AUFGABENSTELLUNG —
Zähle alle Künstler auf, die der Text zur „Brücke“-Ausstellung mit Namen nennt. Halte dabei die Reihenfolge ihrer ersten Erwähnung ein.

Linien führen einen sanften Tanz auf. Verdichten sich zu aggressiven Schraffuren, in denen Landschaften, Stadtszenen, Gesichter vibrieren. Eines wollten die Werke Ernst Ludwig Kirchners und seiner „Brücke“-Mitstreiter immer sein: „unmittelbar und unverfälscht“. So lautet auch der Titel einer Ausstellung im Kunstfo rum der Berliner Volksbank mit Aquarellen, Zeichnungen und Druckgraphiken (Budapester Str. 35, Mi-Mo 11-17 Uhr, bis 2. Mai).

Das Berliner Brücke-Museum hat dazu herausragende Arbeiten der Jahre 1905 bis 1914 vom Stammhaus am Grunewaldrand ins Stadtzentrum reisen lassen, wohin vor allem Kirchners spitzwinklig-mondäne Straßenszenen eigentlich auch gehören. Erst nachdem die Gruppe von Dresden in die Hauptstadt übergesiedelt war, genauer: ab 1911, stieß Otto Mueller hinzu. Seinen sanften, in elysische Landschaften eingebetteten Mädchenakten fehlt allerdings der „Brücke“-typische Energiepuls, was das zentrale Anliegen der Künstlergemeinschaft deutlich macht – der Brückenschlag zwischen Kunst und Leben. Denn auch Mueller zeichnete, was er fühlte: die Sehnsucht nach dem Einfachen, Natürlichen. Davon zeugen auch Max Pechsteins Aquarelle von Palau-Indianern, die er in der Südsee schuf. Ausdrucksstarke Menschenfiguren prägen wiederum die Blätter von Emil Nolde, Erich Heckel und Karl Schmidt-Rottluff. Hinzu kommen die Farbholzschnitte von Fritz Bleyl, einem weniger bekannten Gründungsmitglied. Und verblüfft stellt man fest, wie prägend Bleyls Jugendstil-Neigung für diese Anfangsphase der „Brücke“ war – sein sanfter Linienschwung tanzt auch durch Kirchners frühe Zeichnungen.

BEREITGESTELLTE ANGABEN —
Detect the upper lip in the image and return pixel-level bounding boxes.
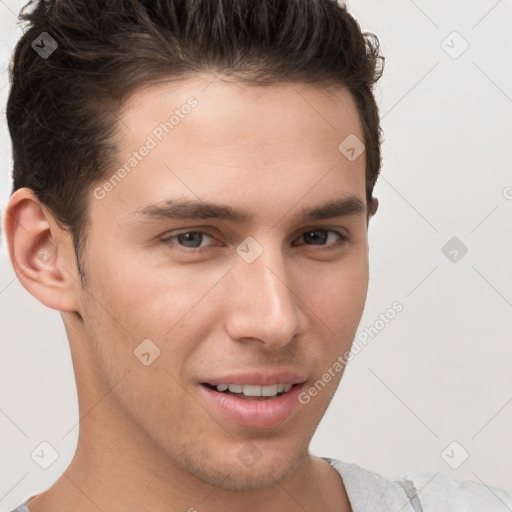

ENDGÜLTIGE ANTWORT —
1. Ernst Ludwig Kirchner
2. Otto Mueller
3. Max Pechstein
4. Emil Nolde
5. Erich Heckel
6. Karl Schmidt-Rottluff
7. Fritz Bleyl